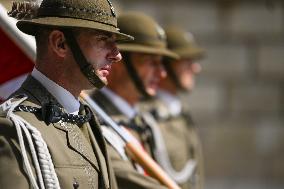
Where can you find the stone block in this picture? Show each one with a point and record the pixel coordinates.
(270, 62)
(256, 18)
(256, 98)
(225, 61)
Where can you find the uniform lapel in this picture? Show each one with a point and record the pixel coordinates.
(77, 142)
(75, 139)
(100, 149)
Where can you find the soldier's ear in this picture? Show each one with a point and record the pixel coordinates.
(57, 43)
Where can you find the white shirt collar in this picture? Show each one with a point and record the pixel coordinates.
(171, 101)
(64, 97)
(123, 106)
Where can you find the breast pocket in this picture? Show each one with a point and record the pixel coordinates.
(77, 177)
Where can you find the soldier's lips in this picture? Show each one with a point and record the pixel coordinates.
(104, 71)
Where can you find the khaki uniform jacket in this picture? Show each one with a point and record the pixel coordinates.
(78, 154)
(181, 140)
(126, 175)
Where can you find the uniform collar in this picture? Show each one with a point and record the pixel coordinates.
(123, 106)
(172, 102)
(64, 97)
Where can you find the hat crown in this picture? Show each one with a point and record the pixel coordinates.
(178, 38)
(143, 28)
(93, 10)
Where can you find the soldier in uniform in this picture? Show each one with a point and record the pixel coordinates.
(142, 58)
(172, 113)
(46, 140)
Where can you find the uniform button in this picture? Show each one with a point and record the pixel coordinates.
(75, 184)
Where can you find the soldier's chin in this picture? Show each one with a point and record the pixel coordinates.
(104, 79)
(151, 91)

==

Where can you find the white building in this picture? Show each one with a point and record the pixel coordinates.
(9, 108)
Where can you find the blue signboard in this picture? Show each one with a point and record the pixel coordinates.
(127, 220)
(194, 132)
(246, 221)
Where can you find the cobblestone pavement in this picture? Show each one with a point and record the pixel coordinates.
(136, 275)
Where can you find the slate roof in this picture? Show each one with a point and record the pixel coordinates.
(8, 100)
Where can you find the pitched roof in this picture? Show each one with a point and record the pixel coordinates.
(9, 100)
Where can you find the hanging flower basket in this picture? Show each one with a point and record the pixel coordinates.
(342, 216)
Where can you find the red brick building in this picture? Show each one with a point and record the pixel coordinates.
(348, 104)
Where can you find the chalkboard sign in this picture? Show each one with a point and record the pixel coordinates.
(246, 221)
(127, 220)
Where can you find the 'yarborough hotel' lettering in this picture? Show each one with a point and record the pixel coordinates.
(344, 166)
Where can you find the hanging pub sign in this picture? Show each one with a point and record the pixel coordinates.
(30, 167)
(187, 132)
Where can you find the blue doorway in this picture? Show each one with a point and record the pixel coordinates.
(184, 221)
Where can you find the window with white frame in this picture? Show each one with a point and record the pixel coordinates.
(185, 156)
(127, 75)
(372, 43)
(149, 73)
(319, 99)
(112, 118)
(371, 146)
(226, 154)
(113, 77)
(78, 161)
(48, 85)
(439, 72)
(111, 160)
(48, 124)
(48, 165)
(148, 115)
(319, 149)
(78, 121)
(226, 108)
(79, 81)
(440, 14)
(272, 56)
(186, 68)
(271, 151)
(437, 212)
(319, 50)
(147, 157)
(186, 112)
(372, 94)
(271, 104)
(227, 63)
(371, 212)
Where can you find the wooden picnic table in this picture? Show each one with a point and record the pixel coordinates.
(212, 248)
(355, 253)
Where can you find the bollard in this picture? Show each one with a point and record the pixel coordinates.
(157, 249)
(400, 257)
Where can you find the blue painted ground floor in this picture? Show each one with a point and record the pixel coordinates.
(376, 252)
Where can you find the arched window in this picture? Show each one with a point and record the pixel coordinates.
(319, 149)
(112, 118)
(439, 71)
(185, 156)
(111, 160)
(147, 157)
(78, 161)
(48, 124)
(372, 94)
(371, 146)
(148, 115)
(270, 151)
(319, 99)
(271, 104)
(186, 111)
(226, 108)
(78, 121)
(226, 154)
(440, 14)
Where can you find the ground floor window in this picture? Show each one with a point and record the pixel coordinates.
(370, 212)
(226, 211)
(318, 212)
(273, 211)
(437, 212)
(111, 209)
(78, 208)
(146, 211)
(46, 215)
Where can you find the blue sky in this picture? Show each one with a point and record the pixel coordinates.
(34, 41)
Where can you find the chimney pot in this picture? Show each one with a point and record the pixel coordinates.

WHAT THE EXERCISE ASKS
Identify every line in the data above that contains the word "window" and copy each of those lines.

OUTPUT BELOW
Where can you find the window with white frame in this picture? Show each one with a point and record the pixel coordinates.
Where can you find the arched window in this picture? Show each one with a point and record the pixel coordinates.
Where can you find the ground floor window in this picture? Show each one with a point and record the pixel coordinates.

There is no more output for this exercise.